• Text provided:

⟨

The Little Blue Sliver: The Beauty of the Hill Country and the Attention it Demands

When I was a kid, I would lie on my back amongst the tall grass behind my family’s home, a few yards from the little creek that ran through the field, and I would stare at the clouds. It’s a mundane activity, but an inspiring one. I could gaze at those slow-moving puffs of clouds and see all sorts of shapes and figures in them. Somewhere along the way, my thoughts would meander, I would slip in and out of sleep, and I would be refreshed. Greg Glowka has a similar slant.


“When I was a kid, I would go to my grandpa’s place and fish in his old pond. And from as early as I can remember, I would stare at where the sky would meet the horizon, and it would just float my boat. I could do it day in and day out, and I do it to this day. So I’m always staring at the horizons, and it’s just something about the beauty of the Hill Country. And it’s always captured my attention and demanded my efforts. That’s my favorite part of my paintings…it’s putting in that little blue sliver on the painting…I could do that over and over and never tire of it.”

⟩

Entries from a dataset
⟨

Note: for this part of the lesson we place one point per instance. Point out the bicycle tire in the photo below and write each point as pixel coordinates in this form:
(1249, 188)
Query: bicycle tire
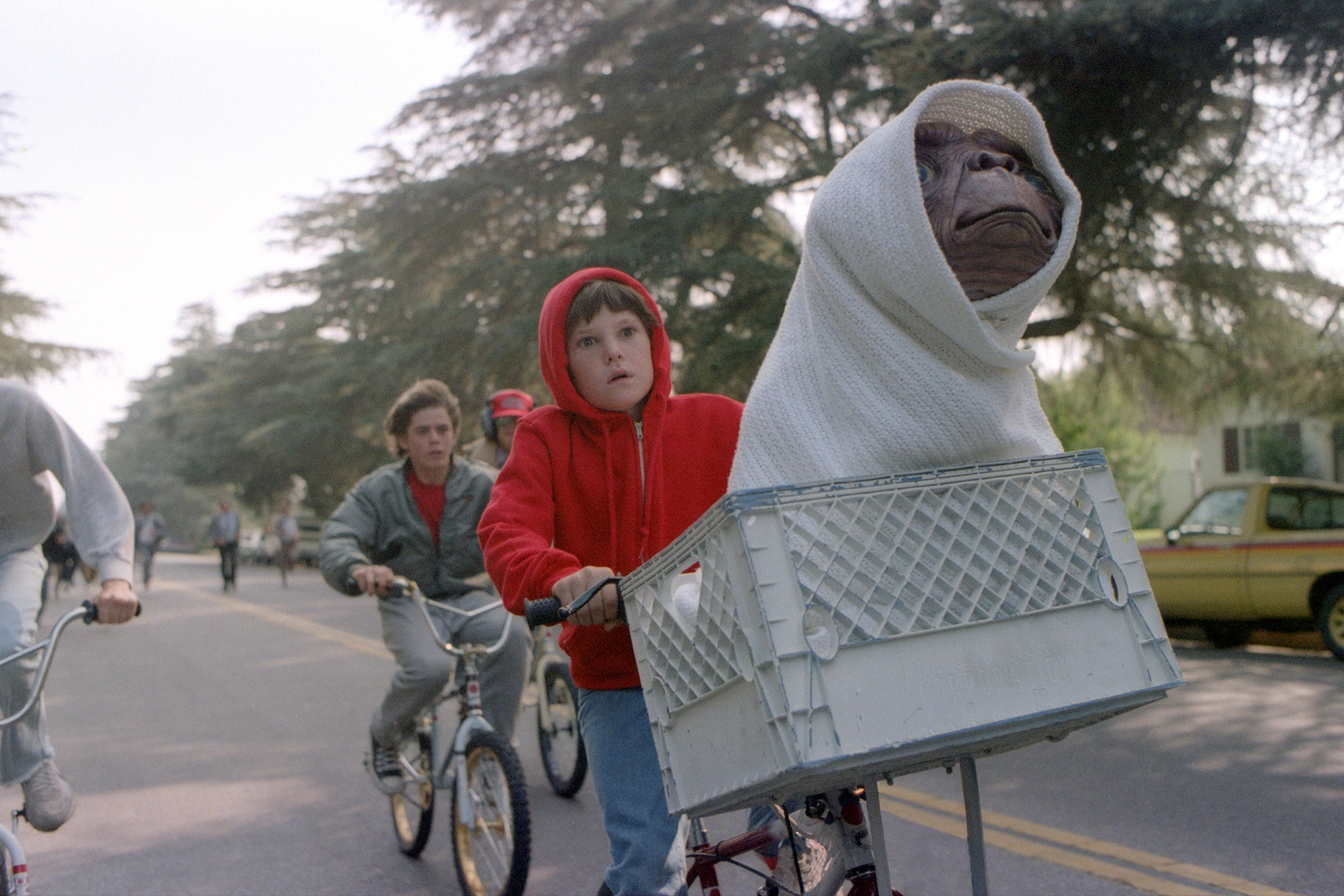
(493, 853)
(563, 755)
(413, 806)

⟩

• Direction 1:
Answer these questions from the Hill Country text:
(a) What ran through the field behind the family home in the opening paragraph?
(b) Where did Greg Glowka fish as a kid?
(c) What does Glowka name as the favorite part of the paintings?
• Direction 2: Quote the Hill Country text from "When I was a kid, I would lie" to "a similar slant.".

• Expected output 1:
(a) A little creek.
(b) In his grandpa's old pond.
(c) Putting in that little blue sliver on the painting.

• Expected output 2:
When I was a kid, I would lie on my back amongst the tall grass behind my family’s home, a few yards from the little creek that ran through the field, and I would stare at the clouds. It’s a mundane activity, but an inspiring one. I could gaze at those slow-moving puffs of clouds and see all sorts of shapes and figures in them. Somewhere along the way, my thoughts would meander, I would slip in and out of sleep, and I would be refreshed. Greg Glowka has a similar slant.